## WORK TO BE COMPLETED:
Return these items line for line, with no changes.

(Raw records)
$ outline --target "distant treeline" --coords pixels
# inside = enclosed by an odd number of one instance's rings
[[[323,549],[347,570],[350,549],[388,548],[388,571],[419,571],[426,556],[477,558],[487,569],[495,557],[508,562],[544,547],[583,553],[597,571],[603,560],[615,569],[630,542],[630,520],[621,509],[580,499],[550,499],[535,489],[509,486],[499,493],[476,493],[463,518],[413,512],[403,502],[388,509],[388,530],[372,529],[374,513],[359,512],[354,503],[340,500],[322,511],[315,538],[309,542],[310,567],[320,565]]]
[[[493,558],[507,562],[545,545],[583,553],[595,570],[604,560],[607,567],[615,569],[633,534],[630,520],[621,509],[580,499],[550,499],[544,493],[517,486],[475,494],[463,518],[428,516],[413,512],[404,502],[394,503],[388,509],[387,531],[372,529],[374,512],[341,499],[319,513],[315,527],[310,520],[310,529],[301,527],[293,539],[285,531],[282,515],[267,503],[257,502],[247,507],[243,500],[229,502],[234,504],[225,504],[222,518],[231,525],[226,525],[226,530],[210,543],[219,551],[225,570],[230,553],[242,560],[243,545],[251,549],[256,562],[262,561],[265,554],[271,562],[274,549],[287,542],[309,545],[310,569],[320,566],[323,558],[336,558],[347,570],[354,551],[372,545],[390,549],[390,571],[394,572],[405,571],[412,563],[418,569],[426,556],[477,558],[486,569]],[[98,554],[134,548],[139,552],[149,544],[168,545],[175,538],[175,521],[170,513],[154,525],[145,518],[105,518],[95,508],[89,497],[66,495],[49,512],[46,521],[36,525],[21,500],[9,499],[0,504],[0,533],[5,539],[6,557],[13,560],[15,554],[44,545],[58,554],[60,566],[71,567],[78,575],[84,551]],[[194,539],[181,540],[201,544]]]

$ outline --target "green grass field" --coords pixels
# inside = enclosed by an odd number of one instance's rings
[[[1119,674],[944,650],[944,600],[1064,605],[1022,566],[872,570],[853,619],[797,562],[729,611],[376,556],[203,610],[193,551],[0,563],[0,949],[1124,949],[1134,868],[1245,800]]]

## SOLUTION:
$ outline --target "distant treeline" --coords pixels
# inside = enclosed by an odd number of one instance's rings
[[[323,549],[347,570],[350,549],[388,548],[388,571],[419,571],[426,556],[477,558],[487,569],[495,557],[508,562],[544,547],[583,553],[597,571],[603,560],[615,569],[630,542],[630,520],[621,509],[580,499],[550,499],[535,489],[509,486],[499,493],[476,493],[463,518],[413,512],[403,502],[388,509],[388,530],[372,529],[374,513],[359,512],[354,503],[340,500],[322,511],[315,538],[309,542],[310,567],[320,565]]]
[[[493,558],[507,562],[545,545],[583,553],[595,570],[604,560],[607,567],[615,569],[633,534],[630,520],[621,509],[580,499],[550,499],[544,493],[517,486],[475,494],[463,518],[428,516],[413,512],[404,502],[394,503],[388,509],[387,531],[372,529],[374,512],[341,499],[319,513],[315,527],[310,520],[310,529],[301,527],[293,539],[285,531],[282,515],[267,503],[257,502],[247,507],[243,500],[229,502],[234,504],[225,504],[222,518],[231,525],[226,525],[226,530],[210,543],[219,551],[225,570],[230,553],[242,560],[243,545],[251,549],[256,562],[262,561],[265,554],[271,562],[274,549],[287,542],[309,545],[310,569],[320,566],[323,558],[336,558],[347,570],[354,551],[372,545],[390,549],[390,571],[394,572],[405,571],[412,563],[418,569],[426,556],[477,558],[486,569]],[[98,554],[134,548],[139,552],[149,544],[168,545],[175,538],[175,521],[170,513],[154,525],[145,518],[105,518],[95,508],[89,497],[66,495],[49,512],[46,521],[36,525],[21,500],[9,499],[0,504],[0,533],[5,539],[6,557],[13,560],[15,554],[44,545],[58,554],[60,566],[71,567],[78,575],[84,551]],[[194,539],[181,540],[201,544]]]

$ outline --target "green grass field" --coords pixels
# inside = enclosed by an odd number of one instance's rings
[[[1119,674],[944,650],[944,600],[1064,605],[1022,566],[872,570],[853,619],[797,562],[729,611],[376,556],[203,610],[193,551],[0,563],[0,949],[1124,949],[1134,868],[1245,800]]]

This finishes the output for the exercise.